Your goal: Provide the data again in its entirety, exactly as given.

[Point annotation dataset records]
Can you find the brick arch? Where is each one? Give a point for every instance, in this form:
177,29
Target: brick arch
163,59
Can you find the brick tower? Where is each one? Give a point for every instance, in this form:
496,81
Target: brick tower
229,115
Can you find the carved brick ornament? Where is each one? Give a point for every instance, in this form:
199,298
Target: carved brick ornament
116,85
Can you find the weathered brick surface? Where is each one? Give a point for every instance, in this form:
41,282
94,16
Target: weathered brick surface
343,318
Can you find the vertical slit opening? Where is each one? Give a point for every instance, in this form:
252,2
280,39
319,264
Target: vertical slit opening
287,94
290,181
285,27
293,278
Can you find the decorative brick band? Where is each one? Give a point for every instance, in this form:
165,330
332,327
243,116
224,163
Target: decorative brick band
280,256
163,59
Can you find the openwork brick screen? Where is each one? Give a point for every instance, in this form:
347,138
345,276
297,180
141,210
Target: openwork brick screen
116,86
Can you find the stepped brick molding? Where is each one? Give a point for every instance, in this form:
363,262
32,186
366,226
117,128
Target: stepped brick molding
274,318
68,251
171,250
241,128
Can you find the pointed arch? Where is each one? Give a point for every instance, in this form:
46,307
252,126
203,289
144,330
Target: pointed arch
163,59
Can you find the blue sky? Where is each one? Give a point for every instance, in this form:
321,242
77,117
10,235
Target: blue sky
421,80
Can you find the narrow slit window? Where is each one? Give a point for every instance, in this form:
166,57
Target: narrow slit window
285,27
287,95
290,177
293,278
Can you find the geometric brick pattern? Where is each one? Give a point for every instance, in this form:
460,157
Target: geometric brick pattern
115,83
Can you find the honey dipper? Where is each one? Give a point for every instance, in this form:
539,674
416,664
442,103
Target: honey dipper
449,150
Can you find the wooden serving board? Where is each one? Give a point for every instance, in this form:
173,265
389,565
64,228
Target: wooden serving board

Result below:
Can you find the brick arch? Where is each one? Give a point for every instance, in this form:
177,29
Target: brick arch
163,59
Can you find the brick tower? Where is each one? Give a point for every instance, in this form:
496,81
Target: brick tower
229,115
Can you find the carved brick ornament? Where is each one? Give a point for every instance, in this form:
199,298
Target: carved brick ornament
116,85
Can you find the weathered brick surface? Where is each one? Give a point for every instance, in this form:
41,282
94,16
Target: weathered brick surface
343,318
Can you find the vertical slit opening? Where is each one? Give a point for every instance, in this form:
252,2
280,39
319,264
Target: vertical slit opening
287,94
290,181
285,27
293,278
Can you find the decorative brick band? Where is each one? Give a point for every instance, in this form:
165,330
332,327
243,116
224,163
Target: decorative brick band
280,256
163,59
Can you find the openwork brick screen? Where is each one? Give a point for every instance, in this form:
347,138
345,276
297,180
141,210
Target: openwork brick screen
116,86
Can you find the stepped brick molding? Where is each one? Give a point for every instance, in this form:
363,262
32,186
366,226
117,128
Target: stepped brick molding
274,318
68,251
171,250
241,128
Can you find the pointed arch? Where is each one? Give a point for every instance, in this form:
46,307
252,126
203,289
144,330
Target: pointed arch
163,59
Can you find the blue sky? Where is each one? Give a point for every instance, in this form:
321,242
77,117
10,235
Target: blue sky
421,80
Can you find the narrow slit window? Where is each one? Give a point for every instance, in this form:
166,57
Target: narrow slit window
285,27
287,95
290,177
293,278
Can you find the geometric brick pattern? Where is each one? Give a point for every instance, in this form:
460,157
Target: geometric brick pattern
115,83
Can you find the honey dipper? Where is each one? Give a point for every instance, in this form:
539,674
416,664
442,103
Target: honey dipper
449,150
Can you find the wooden serving board? Where is each one? Give a point for every instance, in this form:
173,265
389,565
64,228
Target: wooden serving board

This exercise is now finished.